- [TASK TO COMPLETE]
Put the rows below into a two-column CSV with the header instruction,output. Give one line per row, with its text in the first field and its answer in the second, each field quoted and every line break replaced by a space.

- [GIVEN RECORDS]
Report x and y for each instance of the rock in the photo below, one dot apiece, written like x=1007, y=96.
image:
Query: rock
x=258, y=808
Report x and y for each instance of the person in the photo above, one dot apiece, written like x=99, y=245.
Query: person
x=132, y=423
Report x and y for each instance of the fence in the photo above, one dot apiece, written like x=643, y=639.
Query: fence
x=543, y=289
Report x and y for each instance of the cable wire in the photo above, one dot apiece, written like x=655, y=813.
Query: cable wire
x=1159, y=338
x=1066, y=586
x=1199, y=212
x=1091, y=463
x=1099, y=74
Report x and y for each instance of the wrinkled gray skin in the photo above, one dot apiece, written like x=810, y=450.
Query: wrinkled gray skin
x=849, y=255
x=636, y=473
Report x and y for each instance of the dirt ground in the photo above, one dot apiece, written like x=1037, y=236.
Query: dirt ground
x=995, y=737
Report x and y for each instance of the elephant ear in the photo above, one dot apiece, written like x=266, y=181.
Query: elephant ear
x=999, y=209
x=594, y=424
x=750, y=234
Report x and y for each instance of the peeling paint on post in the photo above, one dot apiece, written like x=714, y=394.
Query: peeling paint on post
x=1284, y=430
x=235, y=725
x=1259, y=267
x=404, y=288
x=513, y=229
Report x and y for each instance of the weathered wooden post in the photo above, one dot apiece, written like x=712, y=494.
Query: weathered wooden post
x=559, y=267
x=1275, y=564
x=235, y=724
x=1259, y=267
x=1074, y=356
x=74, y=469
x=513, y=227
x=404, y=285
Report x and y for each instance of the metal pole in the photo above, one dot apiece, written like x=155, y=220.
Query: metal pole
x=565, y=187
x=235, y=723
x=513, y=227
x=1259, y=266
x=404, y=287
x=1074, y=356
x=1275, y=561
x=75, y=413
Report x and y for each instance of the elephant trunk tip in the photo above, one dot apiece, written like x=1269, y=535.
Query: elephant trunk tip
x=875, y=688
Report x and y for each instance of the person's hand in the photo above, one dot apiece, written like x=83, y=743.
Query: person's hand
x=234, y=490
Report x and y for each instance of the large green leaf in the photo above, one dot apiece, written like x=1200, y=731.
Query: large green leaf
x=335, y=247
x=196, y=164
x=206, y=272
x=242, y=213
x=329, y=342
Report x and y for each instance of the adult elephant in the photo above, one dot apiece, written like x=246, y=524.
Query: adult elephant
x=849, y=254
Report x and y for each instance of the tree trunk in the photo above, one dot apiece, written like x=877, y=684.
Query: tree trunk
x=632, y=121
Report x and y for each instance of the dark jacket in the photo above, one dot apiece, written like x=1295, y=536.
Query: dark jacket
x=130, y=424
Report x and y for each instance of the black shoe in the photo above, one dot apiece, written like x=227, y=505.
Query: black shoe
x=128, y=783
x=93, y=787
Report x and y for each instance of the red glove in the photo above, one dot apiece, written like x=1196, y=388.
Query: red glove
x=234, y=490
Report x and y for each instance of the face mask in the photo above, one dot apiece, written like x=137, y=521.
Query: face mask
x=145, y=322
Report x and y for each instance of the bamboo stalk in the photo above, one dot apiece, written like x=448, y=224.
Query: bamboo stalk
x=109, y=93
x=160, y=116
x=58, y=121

- [REPLY]
instruction,output
"Report x and y for each instance of the rock in the photo below, one dot apiece, written like x=1007, y=96. image: Query: rock","x=258, y=808"
"Report x and y for each instance of the person in the photo above, one dot apiece, written like x=99, y=245. Query: person","x=132, y=423"
"Report x and y for each instance of the fence in the photo above, one dot apiece, written like x=643, y=639. Query: fence","x=543, y=289"
"Report x and y for each instance of the cable wire in the photo above, one dot apiece, written like x=655, y=813. Query: cable wire","x=1159, y=338 x=1066, y=586 x=1199, y=212 x=1091, y=463 x=1099, y=74"
"Report x and y for each instance of the wrinkled gray skin in the photo above, one dot apiece, written like x=810, y=450. Query: wrinkled gray skin","x=849, y=255 x=636, y=473"
"Report x and y for each instance of the dirt ground in the photo above, one dot apiece, written like x=1037, y=236. Query: dirt ground","x=995, y=737"
"Report x and y for each instance of the elephant ear in the photo above, one dot apiece, written like x=266, y=181. Query: elephant ear","x=999, y=209 x=594, y=424 x=750, y=234"
"Report x and y for each instance of the peeling paint on post in the photo above, one dot apiece, written like x=714, y=394. Query: peeling paint on post","x=1284, y=430 x=235, y=725 x=1259, y=267 x=404, y=288 x=513, y=229"
"Report x and y for each instance of the weathered wooden post in the photo above, one dot apiece, written like x=712, y=494. Query: weathered wooden post","x=559, y=267 x=1275, y=564 x=235, y=724 x=1259, y=267 x=1074, y=356 x=74, y=469 x=513, y=227 x=404, y=285"
"Report x and y for each instance of the metal pole in the photo above, one dot apiece, written like x=155, y=220. Query: metal pole","x=565, y=187 x=235, y=723 x=513, y=227 x=1259, y=266 x=404, y=287 x=1074, y=356 x=1275, y=561 x=75, y=413"
"Report x and y for each instance of the elephant trunk tip in the photo above, one dot apiece, written like x=1269, y=535. Query: elephant trunk tip","x=875, y=688"
"Report x and y for each instance of the person's hand in the photo above, one dot apiece, written like x=83, y=743. Query: person's hand","x=234, y=490"
"Report x and y for each instance of the large green leaf in the photo above, one dot apiece, written like x=1200, y=731. Query: large green leaf","x=335, y=247 x=196, y=164 x=206, y=272 x=242, y=213 x=329, y=342"
"Report x and y for each instance of the adult elephant in the photo above, one dot apiece, written like x=246, y=524. Query: adult elephant","x=849, y=254"
"Report x and y for each instance of the tree trunk in the photo above, one dot apiece, written like x=877, y=684. Query: tree trunk","x=632, y=121"
"Report x and y for each instance of the dark jacket in the photo above, one dot apiece, written like x=1295, y=536. Query: dark jacket","x=130, y=424"
"Report x and y for each instance of the black shoe in the photo above, one dot apiece, written like x=227, y=505. Query: black shoe","x=128, y=783 x=93, y=787"
"Report x and y for each instance of the red glove in the photo above, one dot apiece, written like x=1196, y=388. Query: red glove","x=234, y=490"
"Report x and y for each instance of the face mask in the photo above, one dot apiece, written like x=137, y=521. Query: face mask","x=145, y=322"
"Report x and y for each instance of the bamboo stalk in the photo above, one dot apiece, written like x=448, y=224. Query: bamboo stalk","x=109, y=93 x=160, y=116 x=58, y=121"